* [PROBLEM TO SOLVE] A faithful copy is needed. Set down all of the data below exactly.

[Stored data entries]
▼▼▼

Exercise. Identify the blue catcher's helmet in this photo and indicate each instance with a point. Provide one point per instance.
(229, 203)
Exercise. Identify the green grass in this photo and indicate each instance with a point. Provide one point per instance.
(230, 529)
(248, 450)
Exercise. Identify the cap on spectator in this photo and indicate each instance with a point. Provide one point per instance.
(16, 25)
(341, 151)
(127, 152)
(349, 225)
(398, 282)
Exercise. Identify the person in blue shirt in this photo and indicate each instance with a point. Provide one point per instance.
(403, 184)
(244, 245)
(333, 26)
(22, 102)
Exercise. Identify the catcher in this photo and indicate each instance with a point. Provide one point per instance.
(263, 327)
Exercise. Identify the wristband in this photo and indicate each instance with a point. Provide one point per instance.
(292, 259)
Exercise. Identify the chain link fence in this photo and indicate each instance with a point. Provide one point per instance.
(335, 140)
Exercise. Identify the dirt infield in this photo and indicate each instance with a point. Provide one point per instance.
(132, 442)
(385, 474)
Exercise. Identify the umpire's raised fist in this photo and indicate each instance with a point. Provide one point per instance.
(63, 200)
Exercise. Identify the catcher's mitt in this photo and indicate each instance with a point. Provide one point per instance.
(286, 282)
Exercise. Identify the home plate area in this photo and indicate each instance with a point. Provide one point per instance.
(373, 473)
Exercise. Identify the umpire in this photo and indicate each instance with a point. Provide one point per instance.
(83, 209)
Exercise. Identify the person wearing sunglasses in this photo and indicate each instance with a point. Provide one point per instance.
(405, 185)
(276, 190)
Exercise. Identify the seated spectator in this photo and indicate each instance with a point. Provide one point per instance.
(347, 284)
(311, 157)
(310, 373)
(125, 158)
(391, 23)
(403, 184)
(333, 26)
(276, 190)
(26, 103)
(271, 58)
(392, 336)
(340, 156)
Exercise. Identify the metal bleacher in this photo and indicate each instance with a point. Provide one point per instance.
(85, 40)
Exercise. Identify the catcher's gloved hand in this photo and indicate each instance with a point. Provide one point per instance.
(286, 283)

▲▲▲

* [RESULT OF THIS EXERCISE]
Exercise. Identify the blue catcher's helmet in this photo and indicate each instance with a point. Provide one point per instance.
(229, 203)
Exercise. Identify the green grass in this photo and indicate each instance with a point. Provide one point per instance.
(230, 529)
(248, 450)
Exercise. Identify the cap on spectator in this photo and indicate each instance with a point. Provide one point per instance.
(16, 25)
(341, 151)
(127, 152)
(349, 225)
(398, 282)
Exercise. Identify the person in blue shirt in this photo and indicate each instance with a point. Provide one point per instance.
(403, 184)
(244, 245)
(333, 26)
(22, 102)
Exercise. Identify the catcher in this photo and indicate each instance with a point. Provide one point per instance.
(263, 327)
Exercise. Identify the wristband in this photo and indicate each instance with a point. Provide one point per instance.
(292, 259)
Exercise. Identify the chain link fence in this photo and indicate each instance with a point. Provide one point per instance.
(335, 140)
Exercise. Identify the dirt infield in this photo and indicate each instance with a point. Provide one point per instance.
(132, 442)
(385, 474)
Exercise. Identify the umpire's raised fist in this photo and indicate each instance with a point. Provide one point per instance.
(63, 200)
Exercise. Identify the catcher's mitt in this photo and indicate each instance with a point. Provide one point per instance.
(286, 282)
Exercise. Identify the home plate area in this photo and indicate each instance with a point. Provide one point per instance.
(373, 473)
Exercise. Identify the umpire in this photo and indicate each instance with a point. Provide one point per instance.
(83, 209)
Exercise. Identify the person wearing sunglasses in this photo and indicate each instance with a point. Provide one point per instance.
(405, 185)
(276, 190)
Exercise. Identify the seated spectator in this photo and indicate each instance with a point. Provide one point per instance.
(347, 284)
(311, 157)
(310, 373)
(125, 158)
(391, 23)
(403, 184)
(333, 26)
(276, 190)
(26, 103)
(271, 58)
(392, 336)
(340, 156)
Exercise. Identify the metal bleacher in this photo and indicate each instance with a point. Provide one point per instance.
(85, 40)
Exercise. Identify the catcher's gloved hand in this photo and indicate each instance with a point. Provide one point per instance.
(286, 283)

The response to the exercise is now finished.